Write out the text on Australia's defence policy word for word, from start to finish.

**Document text:**
--

Journal of the Communist Party of Australia

ISSUE 29May 1992

Australia’s defence policy

by Dr Hannah Middleton

The Federal Government has called for a review of its current defence strategy which was released in its 1987 Defence White Paper. This provides the opportunity for us to look again at the choices which face Australia In fashioning its defence and foreign policies.

The Federal Government can retain its current policy of “forward defence” or “forward deployment”. This is an offensive approach based on the idea that Australia is to be defended by military, economic and political intervention throughout the Asia-Pacific region in association with an alliance with the United States. It is a military policy which seeks to use deterrence to secure territorial security.

In our region, this approach in essence is neo-colonialist and arrogant, undermines the independence and sovereignty of Australia and its regional neighbours, is aggressive and destabilising, and provokes a regional arms race.

The best alternative for Australia would be a genuinely self-reliant policy structured to defend our people and territory, our immediate environment. This must be coupled with active support for struggles for national liberation and sovereignty, an end to the US alliance, aid for sustainable development programs in regional states, increased trading relations, confidence and security building measures, and respect and non-interference towards other countries.

Offensive “defence”

--

**Data listing:**
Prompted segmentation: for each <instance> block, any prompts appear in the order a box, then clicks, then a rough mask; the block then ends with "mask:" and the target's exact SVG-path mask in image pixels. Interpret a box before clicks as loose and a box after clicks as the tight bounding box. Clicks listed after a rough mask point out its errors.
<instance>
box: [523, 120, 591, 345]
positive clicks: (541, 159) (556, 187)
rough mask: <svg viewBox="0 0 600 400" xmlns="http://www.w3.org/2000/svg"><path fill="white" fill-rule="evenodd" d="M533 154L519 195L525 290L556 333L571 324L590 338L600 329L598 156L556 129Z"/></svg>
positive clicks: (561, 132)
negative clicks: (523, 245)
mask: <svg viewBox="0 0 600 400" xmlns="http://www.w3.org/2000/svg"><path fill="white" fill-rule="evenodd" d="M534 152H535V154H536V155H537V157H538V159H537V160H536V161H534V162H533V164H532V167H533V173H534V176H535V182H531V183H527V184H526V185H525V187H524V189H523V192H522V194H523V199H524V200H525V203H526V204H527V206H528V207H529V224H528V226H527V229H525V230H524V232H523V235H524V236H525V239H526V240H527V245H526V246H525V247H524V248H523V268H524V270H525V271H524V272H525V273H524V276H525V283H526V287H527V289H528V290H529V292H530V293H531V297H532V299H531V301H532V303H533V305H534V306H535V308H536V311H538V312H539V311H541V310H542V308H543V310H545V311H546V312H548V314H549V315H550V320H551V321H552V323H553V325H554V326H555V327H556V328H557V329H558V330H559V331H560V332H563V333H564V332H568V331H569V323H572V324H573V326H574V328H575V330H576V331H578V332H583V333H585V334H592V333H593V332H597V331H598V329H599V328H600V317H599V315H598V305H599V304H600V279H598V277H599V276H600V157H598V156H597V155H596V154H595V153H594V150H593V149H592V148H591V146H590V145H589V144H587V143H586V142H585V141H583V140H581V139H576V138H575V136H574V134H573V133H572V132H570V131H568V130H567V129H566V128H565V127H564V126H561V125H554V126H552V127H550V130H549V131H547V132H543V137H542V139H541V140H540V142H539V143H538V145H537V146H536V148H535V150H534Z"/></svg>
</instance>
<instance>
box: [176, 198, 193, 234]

--

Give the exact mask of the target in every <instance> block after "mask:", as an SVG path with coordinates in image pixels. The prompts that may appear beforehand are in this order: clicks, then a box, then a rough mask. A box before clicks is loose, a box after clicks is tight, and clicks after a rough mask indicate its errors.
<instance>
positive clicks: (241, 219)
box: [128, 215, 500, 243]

--

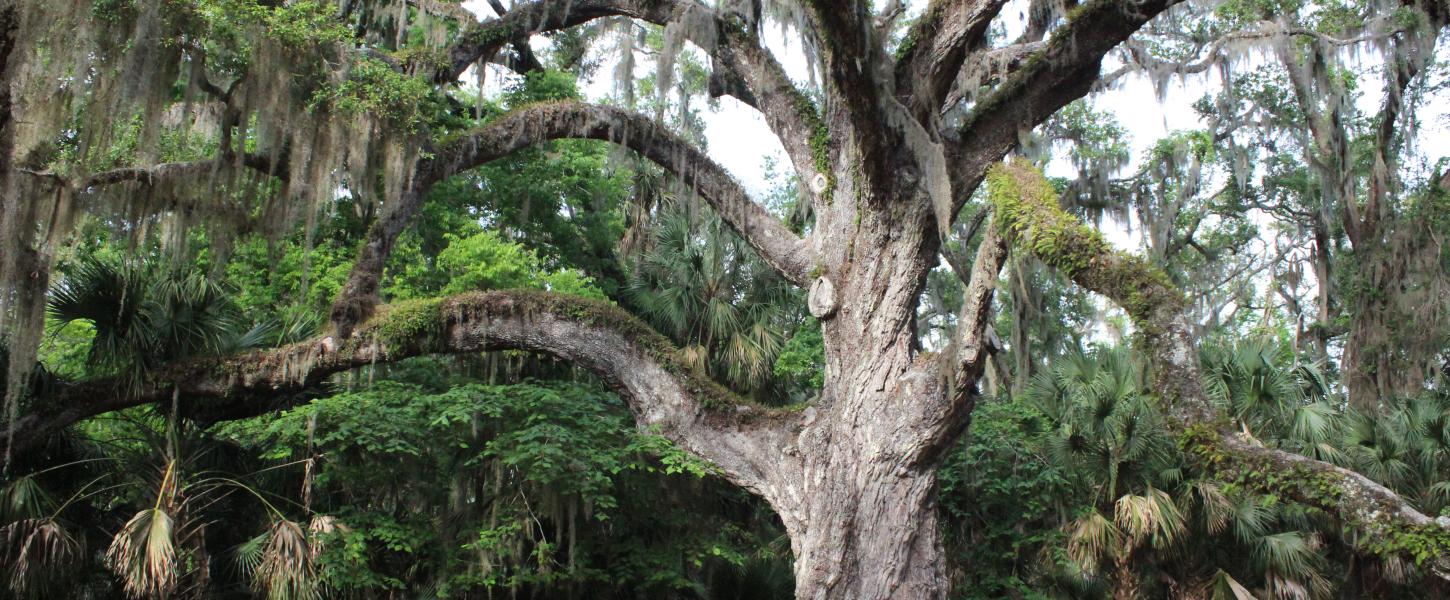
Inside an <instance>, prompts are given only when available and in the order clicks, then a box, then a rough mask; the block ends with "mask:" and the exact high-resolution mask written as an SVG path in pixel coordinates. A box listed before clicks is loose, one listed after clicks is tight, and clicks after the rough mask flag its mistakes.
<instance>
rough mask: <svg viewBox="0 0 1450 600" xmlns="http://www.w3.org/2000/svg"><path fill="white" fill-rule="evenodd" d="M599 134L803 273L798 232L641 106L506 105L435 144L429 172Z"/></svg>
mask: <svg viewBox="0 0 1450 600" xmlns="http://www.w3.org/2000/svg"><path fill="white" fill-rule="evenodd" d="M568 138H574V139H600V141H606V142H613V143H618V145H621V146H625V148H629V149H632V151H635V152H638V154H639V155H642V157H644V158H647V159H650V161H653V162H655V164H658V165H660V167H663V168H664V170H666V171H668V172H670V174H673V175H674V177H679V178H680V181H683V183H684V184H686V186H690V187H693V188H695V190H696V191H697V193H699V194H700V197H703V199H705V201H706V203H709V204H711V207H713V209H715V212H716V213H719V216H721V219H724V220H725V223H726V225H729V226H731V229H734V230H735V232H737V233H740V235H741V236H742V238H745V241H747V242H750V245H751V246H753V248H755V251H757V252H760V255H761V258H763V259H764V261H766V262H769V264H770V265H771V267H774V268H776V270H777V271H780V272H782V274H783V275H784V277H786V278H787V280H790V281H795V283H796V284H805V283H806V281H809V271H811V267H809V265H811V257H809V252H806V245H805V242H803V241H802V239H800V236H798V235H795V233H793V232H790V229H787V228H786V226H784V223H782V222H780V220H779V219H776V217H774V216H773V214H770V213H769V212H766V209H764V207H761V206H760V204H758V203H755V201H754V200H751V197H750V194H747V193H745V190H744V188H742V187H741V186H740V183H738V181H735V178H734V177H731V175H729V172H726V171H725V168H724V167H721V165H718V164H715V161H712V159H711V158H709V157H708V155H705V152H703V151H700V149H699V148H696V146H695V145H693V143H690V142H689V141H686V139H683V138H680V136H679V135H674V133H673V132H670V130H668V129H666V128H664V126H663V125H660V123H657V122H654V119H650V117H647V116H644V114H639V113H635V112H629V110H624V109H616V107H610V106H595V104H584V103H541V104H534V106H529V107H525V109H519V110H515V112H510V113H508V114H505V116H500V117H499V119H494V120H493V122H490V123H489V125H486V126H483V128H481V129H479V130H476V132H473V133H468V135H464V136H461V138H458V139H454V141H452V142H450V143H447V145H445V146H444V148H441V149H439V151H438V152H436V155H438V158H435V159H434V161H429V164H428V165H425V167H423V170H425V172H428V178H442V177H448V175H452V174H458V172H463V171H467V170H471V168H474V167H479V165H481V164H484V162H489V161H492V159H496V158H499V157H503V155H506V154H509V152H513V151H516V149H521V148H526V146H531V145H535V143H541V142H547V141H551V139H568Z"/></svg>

--

**Problem solution:**
Journal of the Communist Party of Australia

ISSUE 29May 1992

Australia’s defence policy

by Dr Hannah Middleton

The Federal Government has called for a review of its current defence strategy which was released in its 1987 Defence White Paper. This provides the opportunity for us to look again at the choices which face Australia In fashioning its defence and foreign policies.

The Federal Government can retain its current policy of “forward defence” or “forward deployment”. This is an offensive approach based on the idea that Australia is to be defended by military, economic and political intervention throughout the Asia-Pacific region in association with an alliance with the United States. It is a military policy which seeks to use deterrence to secure territorial security.

In our region, this approach in essence is neo-colonialist and arrogant, undermines the independence and sovereignty of Australia and its regional neighbours, is aggressive and destabilising, and provokes a regional arms race.

The best alternative for Australia would be a genuinely self-reliant policy structured to defend our people and territory, our immediate environment. This must be coupled with active support for struggles for national liberation and sovereignty, an end to the US alliance, aid for sustainable development programs in regional states, increased trading relations, confidence and security building measures, and respect and non-interference towards other countries.

Offensive “defence”